● **ПИСЬМЕННОЕ ЗАДАНИЕ A**: Опираясь на фрагмент документа, поясните, почему деревянные башмаки мужчины говорят о том, что он не принадлежит к аристократии.
● **ПИСЬМЕННОЕ ЗАДАНИЕ B**: Какие зеркала, согласно фрагменту документа, были по карману только высшей аристократии?

**** ФРАГМЕНТ ДОКУМЕНТА

Что-то ералаш получается.

Есть вариант, что женщина не беременна, а просто платье высоко под грудью перетянуто по тогдашней моде, плюс она его приподняла. Плюс есть масса намёков, что перед нами брачная церемония, а значит, не могла быть женщина уже беременной. Во-первых, соединение рук, как для клятвы, во-вторых, поднятие руки мужчиной (для клятвы), в-третьих, он босой (туфли его сброшены и лежат рядом), она тоже босая (её туфли на заднем плане стоят), обувь – деревянная, что намекает на Ветхий Завет: “Когда жених и невеста совершали обряд бракосочетания, для них и простой пол комнаты был “святой землёй”” (Википедия). И ещё масса тончайших намёков. “В XV веке ещё не нужно было присутствие священника и свидетелей, чтобы сочетаться законным браком. Это можно было сделать в любом месте, например, как здесь — в спальне. Обычно на следующий день супруги вместе шли в церковь, что являлось доказательством того, что они стали мужем и женой. Свидетели, которых мы видим в зеркале, нужны были, что было обычным явлением для хорошо обеспеченных людей, для заверения письменного брачного контракта”.

Тут, с обеспеченностью, тоже чехарда.

Платье женщины оторочено мехом горностая и оно с длинным шлейфом, который при ходьбе должен кто-то носить. “Передвигаться в таком платье можно было лишь при соответствующем навыке, который был возможен только в аристократических кругах”. Так она – аристократка? – Нет! Вряд ли аристократки так поднимали платье, чтоб шагнуть к мужу, раз он протянул руку. “…очевидно, что речь идёт о “браке левой руки”. Жених держит левой рукой руку своей невесты, а не правой, как того требует обычай. Такие браки заключались между неравными по социальному положению в обществе супругами и практиковались вплоть до середины XIX века. Обычно это была женщина, происходившая из низшего сословия. Она должна была отказаться от всех прав на наследство для себя и своих будущих детей, а взамен получала определённую сумму после смерти мужа”. – Хорошо, может, он её приодел для такого случая. Но. “То, что этот человек не принадлежит к аристократии, видно по его деревянным башмакам. Господа, чтобы не испачкаться в уличной грязи, ездили верхом или в носилках”. – Хорошо, может, купцов не носили на носилках, и они не ездили верхом, а этот – купец и богат. И надо, - чтоб сходилось видимое с умопостигаемым, - чтоб по нарядам это был мещанин во дворянстве. Только вот носил ли кто-то купеческим жёнам шлейф? – Вряд ли. И потом: как же он так оплошал с зеркалом? “Плоские зеркала были по карману только высшей аристократии и считались драгоценностью. Выпуклые зеркала были более доступны”. Пришлось этому купчине тут не тягаться с аристократами. В общем, каша.

********
**** ВЫДЕРЖКА ИЗ ДАННЫХ

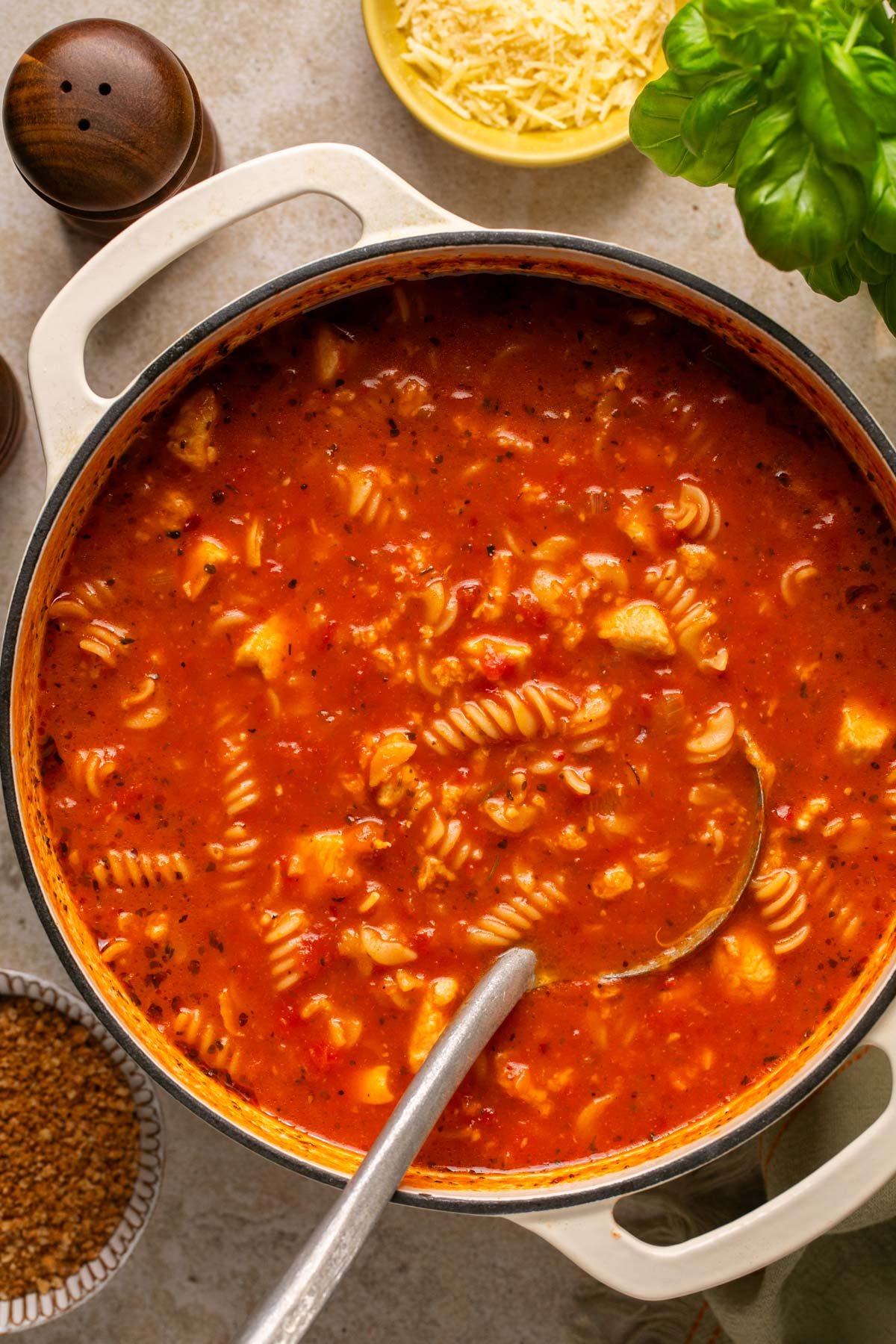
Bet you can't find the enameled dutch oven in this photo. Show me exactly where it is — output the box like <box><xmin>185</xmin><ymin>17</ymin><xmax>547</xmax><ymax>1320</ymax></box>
<box><xmin>0</xmin><ymin>145</ymin><xmax>896</xmax><ymax>1298</ymax></box>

********

● **ПОЛНЫЙ ОТВЕТ A**: Согласно приведенной во фрагменте цитате, господа, чтобы не испачкаться в уличной грязи, ездили верхом или в носилках. Поэтому деревянные башмаки показывают, что этот человек не из аристократии.

● **ПОЛНЫЙ ОТВЕТ B**: Плоские зеркала, которые считались драгоценностью.